# Stated goal:
Change "eroded rock surface" to "weathered cliff face" in the lines below and leave everything else unchanged.

# Data excerpts:
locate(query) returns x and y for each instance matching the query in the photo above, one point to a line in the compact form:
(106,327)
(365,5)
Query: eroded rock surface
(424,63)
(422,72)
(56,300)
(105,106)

# Task output:
locate(query) returns x and y for each instance matching the query in the photo above, one point to a line in the compact form:
(106,327)
(365,5)
Query: weathered cliff face
(424,63)
(422,72)
(56,300)
(105,106)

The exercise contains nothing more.